Written exercise: Gather every line below that contains the word "player". Case counts, so the capitalization must match.

Recorded data:
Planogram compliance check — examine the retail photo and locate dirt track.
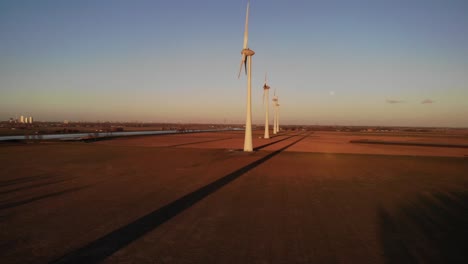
[0,132,468,263]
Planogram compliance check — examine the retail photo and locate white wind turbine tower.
[276,100,279,133]
[237,1,255,152]
[263,73,270,138]
[273,92,278,134]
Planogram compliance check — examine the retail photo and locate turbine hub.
[241,48,255,57]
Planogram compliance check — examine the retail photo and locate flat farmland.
[0,131,468,263]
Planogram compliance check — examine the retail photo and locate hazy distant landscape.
[0,0,468,264]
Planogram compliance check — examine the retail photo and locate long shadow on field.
[378,191,468,263]
[168,138,231,148]
[0,185,90,210]
[254,134,302,151]
[52,134,305,263]
[0,174,55,187]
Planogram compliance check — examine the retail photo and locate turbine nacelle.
[241,48,255,57]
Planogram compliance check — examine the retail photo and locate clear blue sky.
[0,0,468,127]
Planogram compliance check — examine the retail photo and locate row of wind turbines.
[238,0,279,152]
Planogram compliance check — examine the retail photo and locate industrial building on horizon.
[9,115,34,124]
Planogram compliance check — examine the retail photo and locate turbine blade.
[244,1,250,49]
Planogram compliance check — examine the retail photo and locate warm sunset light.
[0,0,468,127]
[0,0,468,264]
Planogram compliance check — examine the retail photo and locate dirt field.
[0,131,468,263]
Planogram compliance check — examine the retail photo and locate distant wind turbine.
[276,100,279,133]
[273,89,278,134]
[237,1,255,152]
[263,73,270,138]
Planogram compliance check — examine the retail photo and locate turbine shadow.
[254,134,303,151]
[168,137,232,148]
[51,134,305,263]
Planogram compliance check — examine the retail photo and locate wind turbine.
[276,102,279,133]
[273,89,278,134]
[263,73,270,138]
[237,1,255,152]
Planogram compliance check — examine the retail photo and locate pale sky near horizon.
[0,0,468,127]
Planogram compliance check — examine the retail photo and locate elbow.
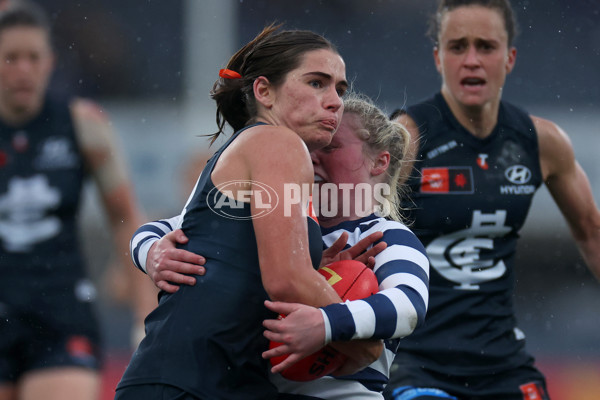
[263,278,302,303]
[394,309,419,338]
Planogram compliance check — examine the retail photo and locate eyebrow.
[304,71,348,89]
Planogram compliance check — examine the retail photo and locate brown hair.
[427,0,518,47]
[0,1,51,38]
[211,24,338,142]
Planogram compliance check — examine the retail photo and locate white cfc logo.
[427,210,510,290]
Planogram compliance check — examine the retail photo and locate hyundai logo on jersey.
[504,165,531,185]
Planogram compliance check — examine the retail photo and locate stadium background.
[31,0,600,400]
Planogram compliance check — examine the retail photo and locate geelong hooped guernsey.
[272,215,429,399]
[131,215,429,399]
[119,123,322,400]
[0,99,85,290]
[397,94,542,376]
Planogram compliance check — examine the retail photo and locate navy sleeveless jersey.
[397,94,542,375]
[0,95,85,292]
[119,123,322,399]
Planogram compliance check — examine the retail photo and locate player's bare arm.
[533,117,600,280]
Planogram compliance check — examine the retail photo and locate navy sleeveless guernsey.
[118,123,322,400]
[0,98,101,382]
[397,94,542,376]
[0,99,85,284]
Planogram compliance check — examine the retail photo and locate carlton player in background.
[386,0,600,400]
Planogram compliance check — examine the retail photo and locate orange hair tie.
[219,69,242,79]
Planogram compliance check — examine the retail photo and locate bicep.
[534,115,599,239]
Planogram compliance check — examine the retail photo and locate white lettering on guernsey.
[500,185,535,195]
[427,140,458,159]
[0,175,62,252]
[427,210,511,290]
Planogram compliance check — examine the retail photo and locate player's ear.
[253,76,275,108]
[371,150,391,176]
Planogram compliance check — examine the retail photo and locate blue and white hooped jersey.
[271,215,429,400]
[131,215,429,399]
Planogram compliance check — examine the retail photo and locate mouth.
[460,78,486,88]
[320,119,338,132]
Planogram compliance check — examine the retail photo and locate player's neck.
[442,92,500,139]
[0,102,42,127]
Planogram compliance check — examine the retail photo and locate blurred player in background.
[0,1,156,400]
[386,0,600,400]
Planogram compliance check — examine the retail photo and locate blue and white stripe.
[286,215,429,400]
[129,215,182,272]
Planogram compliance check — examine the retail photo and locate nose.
[310,150,321,165]
[325,86,344,112]
[464,46,479,68]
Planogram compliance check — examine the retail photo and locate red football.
[269,260,379,382]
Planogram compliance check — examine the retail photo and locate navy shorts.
[0,280,101,383]
[115,383,296,400]
[384,365,550,400]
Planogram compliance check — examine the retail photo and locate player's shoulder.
[530,115,571,147]
[69,97,108,123]
[240,124,306,150]
[235,124,312,169]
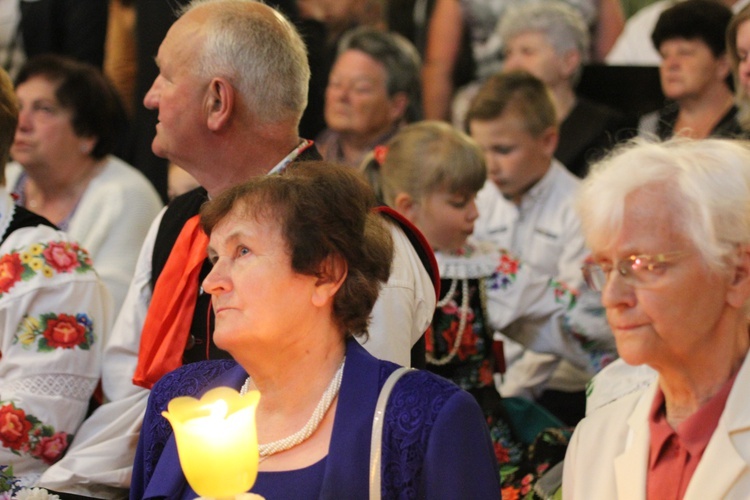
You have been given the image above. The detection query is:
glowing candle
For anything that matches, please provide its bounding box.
[162,387,260,498]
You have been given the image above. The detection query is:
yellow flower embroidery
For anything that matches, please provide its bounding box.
[18,330,36,346]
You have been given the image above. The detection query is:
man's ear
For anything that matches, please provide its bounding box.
[727,246,750,308]
[312,254,349,307]
[205,77,236,132]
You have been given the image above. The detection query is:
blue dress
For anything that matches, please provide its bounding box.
[130,340,500,500]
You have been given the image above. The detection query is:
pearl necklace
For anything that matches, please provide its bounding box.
[426,279,469,366]
[240,357,346,462]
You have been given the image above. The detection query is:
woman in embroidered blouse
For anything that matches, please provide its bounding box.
[6,55,162,306]
[563,139,750,499]
[365,121,611,496]
[0,65,114,488]
[131,162,500,499]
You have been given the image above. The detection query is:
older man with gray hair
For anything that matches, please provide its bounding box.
[41,0,435,497]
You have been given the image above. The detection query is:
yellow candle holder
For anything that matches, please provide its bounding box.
[162,387,260,499]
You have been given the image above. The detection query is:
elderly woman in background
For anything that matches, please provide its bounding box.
[498,0,637,177]
[316,27,421,167]
[639,0,742,140]
[0,70,113,492]
[7,55,161,305]
[130,162,500,499]
[563,139,750,499]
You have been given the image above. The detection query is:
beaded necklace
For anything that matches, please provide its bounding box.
[426,279,469,366]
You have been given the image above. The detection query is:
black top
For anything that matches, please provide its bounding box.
[0,205,57,244]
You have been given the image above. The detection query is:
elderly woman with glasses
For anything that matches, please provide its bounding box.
[563,139,750,499]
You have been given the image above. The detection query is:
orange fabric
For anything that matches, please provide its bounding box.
[133,215,208,389]
[646,374,737,500]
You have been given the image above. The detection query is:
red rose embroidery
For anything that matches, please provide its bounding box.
[42,241,80,273]
[33,432,68,465]
[0,404,31,450]
[0,253,23,293]
[443,311,477,360]
[44,314,86,349]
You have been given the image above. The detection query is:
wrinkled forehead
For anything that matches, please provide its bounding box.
[586,183,687,253]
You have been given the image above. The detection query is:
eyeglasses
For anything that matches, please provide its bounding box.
[581,250,687,292]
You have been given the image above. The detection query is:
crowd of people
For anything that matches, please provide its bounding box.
[0,0,750,500]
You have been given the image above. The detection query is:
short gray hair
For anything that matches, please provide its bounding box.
[497,0,591,83]
[338,26,422,122]
[577,138,750,272]
[182,0,310,123]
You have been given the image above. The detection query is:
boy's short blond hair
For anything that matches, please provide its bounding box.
[466,71,557,137]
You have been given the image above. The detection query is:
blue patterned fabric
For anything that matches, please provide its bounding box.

The solution:
Planogram compliance check — examine the retail photo and locate player's bare arm.
Planogram compliance check — examine the retail photo and locate carlton player in background.
Planogram compliance check — examine the retail photo and locate player's ear.
Planogram compliance check — examine the retail photo and locate player's neck.
Planogram compliance check — examine the retail photo and locate blurred player in background.
Planogram compliance check — examine the retail photo and locate player's shoulder.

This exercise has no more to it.